## WHAT THE TASK ASKS
Go to the line that contains "Where can you find the tree" and extract it along with every line after it, exactly, through the end of the data below.

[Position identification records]
↓↓↓
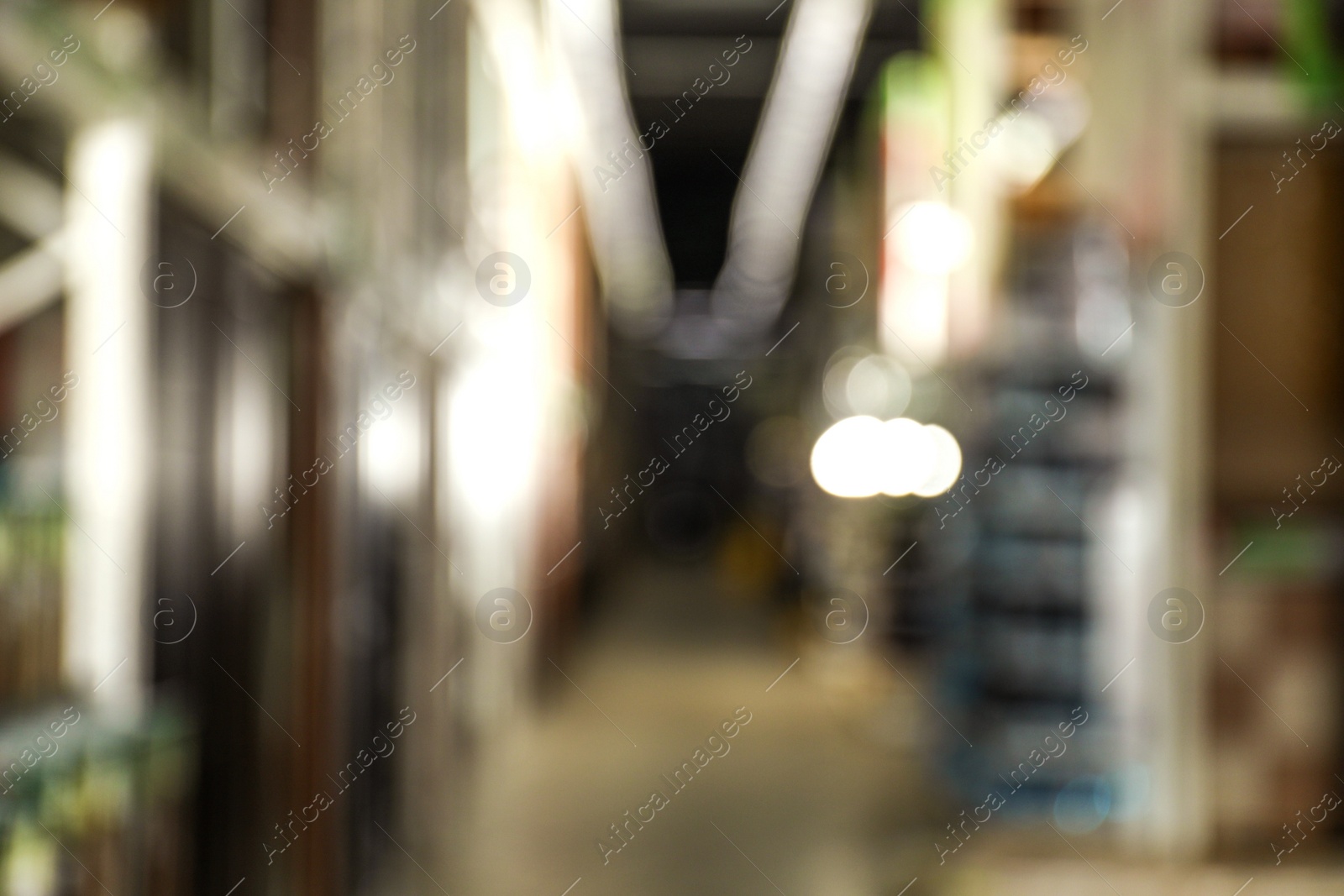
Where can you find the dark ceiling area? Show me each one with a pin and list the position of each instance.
(696, 161)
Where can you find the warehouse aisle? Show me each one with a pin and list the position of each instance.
(813, 792)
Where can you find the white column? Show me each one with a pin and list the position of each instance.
(108, 416)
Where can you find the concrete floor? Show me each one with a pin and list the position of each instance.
(824, 793)
(813, 795)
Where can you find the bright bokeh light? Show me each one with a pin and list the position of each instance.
(947, 465)
(909, 456)
(862, 456)
(932, 238)
(847, 458)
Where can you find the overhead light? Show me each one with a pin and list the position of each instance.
(947, 465)
(932, 238)
(909, 456)
(847, 459)
(862, 456)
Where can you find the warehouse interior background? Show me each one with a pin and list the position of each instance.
(869, 448)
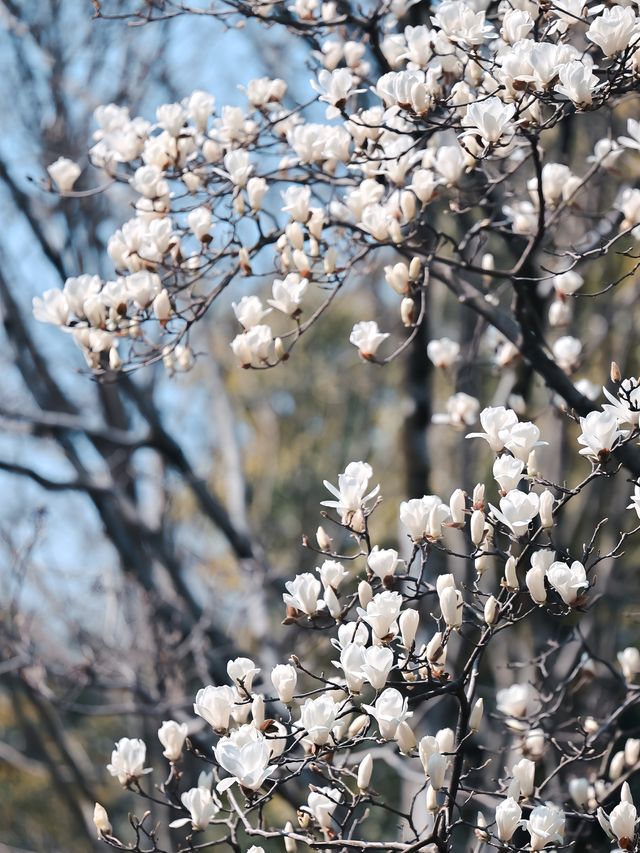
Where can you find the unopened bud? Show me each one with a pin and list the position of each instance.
(491, 610)
(323, 539)
(475, 717)
(364, 772)
(407, 311)
(365, 594)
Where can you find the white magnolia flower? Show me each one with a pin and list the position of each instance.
(383, 561)
(382, 612)
(350, 493)
(507, 471)
(490, 118)
(172, 736)
(497, 423)
(545, 826)
(566, 351)
(508, 816)
(127, 760)
(517, 510)
(568, 581)
(65, 173)
(202, 807)
(367, 337)
(443, 352)
(246, 759)
(303, 593)
(322, 803)
(288, 293)
(613, 28)
(215, 704)
(317, 718)
(600, 434)
(390, 709)
(284, 678)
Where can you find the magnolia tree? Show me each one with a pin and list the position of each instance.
(432, 143)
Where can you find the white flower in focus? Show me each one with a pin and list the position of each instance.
(214, 704)
(317, 718)
(367, 337)
(247, 761)
(65, 173)
(352, 485)
(284, 678)
(508, 815)
(127, 760)
(507, 471)
(288, 293)
(599, 436)
(249, 311)
(517, 510)
(443, 352)
(497, 423)
(568, 581)
(545, 826)
(172, 736)
(322, 803)
(566, 351)
(202, 806)
(303, 593)
(390, 709)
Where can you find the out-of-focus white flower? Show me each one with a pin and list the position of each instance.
(568, 581)
(303, 593)
(629, 660)
(390, 709)
(172, 736)
(367, 337)
(65, 173)
(443, 352)
(127, 760)
(382, 562)
(517, 510)
(202, 806)
(497, 423)
(599, 436)
(545, 826)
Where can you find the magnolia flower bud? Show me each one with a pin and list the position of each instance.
(323, 539)
(101, 820)
(432, 799)
(290, 845)
(475, 717)
(408, 622)
(476, 527)
(407, 311)
(491, 610)
(546, 509)
(457, 504)
(478, 496)
(365, 593)
(510, 574)
(616, 768)
(364, 772)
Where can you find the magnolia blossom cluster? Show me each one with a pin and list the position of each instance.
(391, 622)
(414, 123)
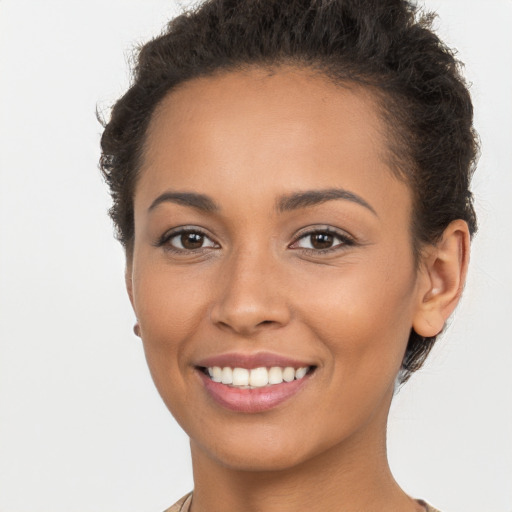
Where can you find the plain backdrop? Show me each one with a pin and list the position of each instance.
(82, 428)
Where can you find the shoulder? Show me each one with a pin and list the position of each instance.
(182, 505)
(428, 508)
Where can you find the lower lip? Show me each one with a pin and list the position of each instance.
(252, 400)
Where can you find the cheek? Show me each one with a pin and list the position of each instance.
(363, 313)
(171, 309)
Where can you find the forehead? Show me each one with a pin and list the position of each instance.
(289, 129)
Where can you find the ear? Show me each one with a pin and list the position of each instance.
(128, 280)
(443, 274)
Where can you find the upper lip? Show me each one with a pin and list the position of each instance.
(249, 361)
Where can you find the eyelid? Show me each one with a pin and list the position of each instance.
(179, 230)
(346, 239)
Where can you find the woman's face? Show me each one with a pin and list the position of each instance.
(271, 233)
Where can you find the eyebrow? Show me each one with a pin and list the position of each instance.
(314, 197)
(286, 203)
(198, 201)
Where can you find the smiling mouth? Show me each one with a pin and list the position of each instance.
(255, 378)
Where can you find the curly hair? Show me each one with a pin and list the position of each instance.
(385, 45)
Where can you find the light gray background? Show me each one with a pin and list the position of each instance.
(81, 427)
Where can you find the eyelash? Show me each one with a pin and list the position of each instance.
(344, 241)
(166, 238)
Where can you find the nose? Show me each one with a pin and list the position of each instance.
(251, 295)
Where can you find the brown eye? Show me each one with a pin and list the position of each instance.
(321, 240)
(189, 241)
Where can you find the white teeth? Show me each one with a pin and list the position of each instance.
(288, 374)
(227, 375)
(259, 377)
(256, 377)
(275, 375)
(240, 377)
(216, 374)
(299, 373)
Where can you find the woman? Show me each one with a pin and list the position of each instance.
(290, 181)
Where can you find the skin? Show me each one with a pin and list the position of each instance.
(246, 140)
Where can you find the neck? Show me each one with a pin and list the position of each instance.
(353, 475)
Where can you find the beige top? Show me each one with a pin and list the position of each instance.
(183, 505)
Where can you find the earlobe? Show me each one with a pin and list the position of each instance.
(128, 279)
(442, 279)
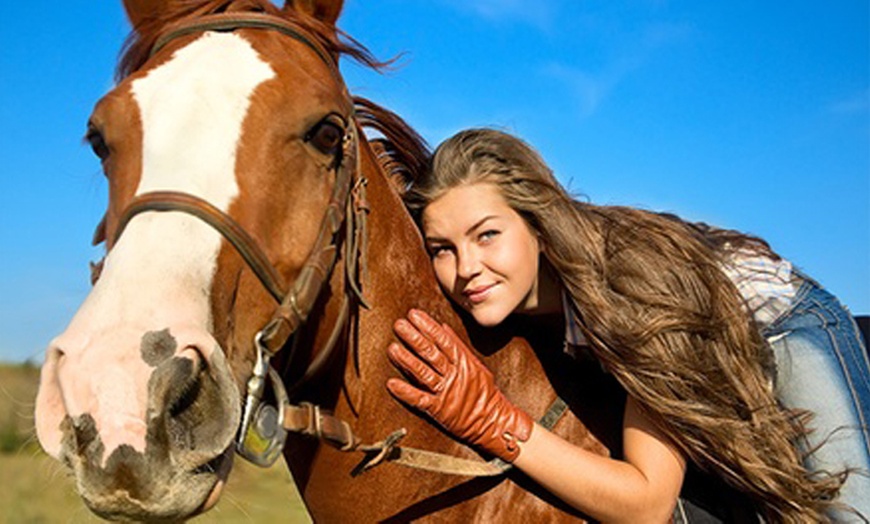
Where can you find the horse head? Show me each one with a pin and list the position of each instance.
(220, 163)
(251, 227)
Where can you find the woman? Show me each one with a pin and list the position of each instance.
(654, 300)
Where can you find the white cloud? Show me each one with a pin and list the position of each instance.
(632, 52)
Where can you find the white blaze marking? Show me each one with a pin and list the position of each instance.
(160, 272)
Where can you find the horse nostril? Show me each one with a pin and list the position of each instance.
(185, 393)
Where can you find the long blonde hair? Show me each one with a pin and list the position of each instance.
(661, 316)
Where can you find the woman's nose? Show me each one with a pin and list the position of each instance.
(468, 264)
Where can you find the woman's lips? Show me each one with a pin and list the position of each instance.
(478, 294)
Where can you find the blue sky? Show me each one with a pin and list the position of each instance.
(750, 115)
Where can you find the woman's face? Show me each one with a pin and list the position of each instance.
(485, 255)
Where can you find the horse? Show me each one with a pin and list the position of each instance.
(257, 254)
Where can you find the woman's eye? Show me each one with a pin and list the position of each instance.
(437, 251)
(325, 137)
(98, 143)
(488, 235)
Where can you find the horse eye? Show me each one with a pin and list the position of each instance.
(98, 143)
(325, 137)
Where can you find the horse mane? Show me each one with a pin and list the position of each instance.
(138, 45)
(402, 152)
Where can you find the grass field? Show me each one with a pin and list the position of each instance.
(36, 489)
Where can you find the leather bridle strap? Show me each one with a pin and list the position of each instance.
(309, 419)
(221, 222)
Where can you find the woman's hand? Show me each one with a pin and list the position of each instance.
(454, 387)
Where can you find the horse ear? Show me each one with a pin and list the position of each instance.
(326, 11)
(140, 10)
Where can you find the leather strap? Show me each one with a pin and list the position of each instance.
(309, 419)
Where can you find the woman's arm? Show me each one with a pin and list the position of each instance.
(456, 390)
(641, 488)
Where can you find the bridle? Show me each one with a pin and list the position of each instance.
(261, 435)
(263, 428)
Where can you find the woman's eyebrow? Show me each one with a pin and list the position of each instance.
(479, 223)
(476, 225)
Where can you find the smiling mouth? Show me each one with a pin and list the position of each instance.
(478, 294)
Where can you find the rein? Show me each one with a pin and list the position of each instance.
(264, 427)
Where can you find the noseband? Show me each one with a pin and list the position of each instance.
(261, 437)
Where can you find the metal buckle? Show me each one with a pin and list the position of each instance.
(262, 435)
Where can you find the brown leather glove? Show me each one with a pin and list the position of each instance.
(455, 388)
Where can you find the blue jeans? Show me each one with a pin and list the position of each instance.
(822, 367)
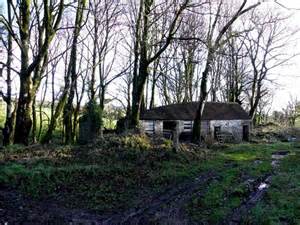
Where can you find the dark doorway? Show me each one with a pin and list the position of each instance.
(217, 131)
(168, 127)
(245, 133)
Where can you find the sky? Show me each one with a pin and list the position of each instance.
(286, 77)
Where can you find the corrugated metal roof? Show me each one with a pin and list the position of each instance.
(187, 111)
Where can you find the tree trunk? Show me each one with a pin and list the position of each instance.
(203, 96)
(9, 122)
(69, 109)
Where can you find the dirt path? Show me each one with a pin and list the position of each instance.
(240, 212)
(165, 208)
(17, 209)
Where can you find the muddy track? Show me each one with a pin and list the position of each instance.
(261, 189)
(235, 218)
(163, 209)
(18, 209)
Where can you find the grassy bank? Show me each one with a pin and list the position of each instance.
(113, 175)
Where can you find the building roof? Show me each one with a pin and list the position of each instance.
(187, 111)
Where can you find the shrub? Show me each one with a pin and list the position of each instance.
(140, 142)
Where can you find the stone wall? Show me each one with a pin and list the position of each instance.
(232, 126)
(207, 127)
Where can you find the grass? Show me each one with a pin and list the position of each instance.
(105, 178)
(113, 175)
(281, 205)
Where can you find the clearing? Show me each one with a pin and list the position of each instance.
(133, 180)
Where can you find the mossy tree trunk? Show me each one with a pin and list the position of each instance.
(142, 47)
(28, 84)
(72, 73)
(9, 121)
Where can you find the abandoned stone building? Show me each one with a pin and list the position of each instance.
(218, 119)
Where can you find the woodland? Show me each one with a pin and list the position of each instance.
(106, 61)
↑↑↑
## TASK RESPONSE
Where can you find the tree trunk? Show me each one with a pin and list the position of each instance.
(203, 96)
(9, 122)
(69, 109)
Where can you find the dirt path? Show me each one with a pin and list the position of each instance.
(240, 212)
(165, 208)
(17, 209)
Where can you find the muddy track? Show me each one with a pin and list the position of each instance.
(261, 189)
(235, 218)
(163, 209)
(18, 209)
Where can you find the grassy bank? Show me each one with a pin and list the position of each instance.
(113, 175)
Where can you find the building roof? Show me each one with a pin and list the position of each instance.
(187, 111)
Where can you find the shrub? Show me each one with a pin and list the position of each instance.
(140, 142)
Where can you find the stone wall? Show me each one with a pin and list the position of each instance.
(232, 126)
(207, 127)
Where can you find the grass? Show me each one with a pin and list the position of each instance.
(105, 178)
(113, 175)
(281, 205)
Where can you find the clearing? Show me each one with a pin and list the position of each instance.
(133, 180)
Where can you find the mossy tree trunk? Show me each one with a pin and list the position of each instance.
(142, 47)
(28, 84)
(72, 73)
(9, 121)
Where can you find the abandoned stone building? Show me each one with a pin and list the position of each instance.
(218, 119)
Where can you find the woodland? Show me each one with a pin and list the position of each instance.
(106, 61)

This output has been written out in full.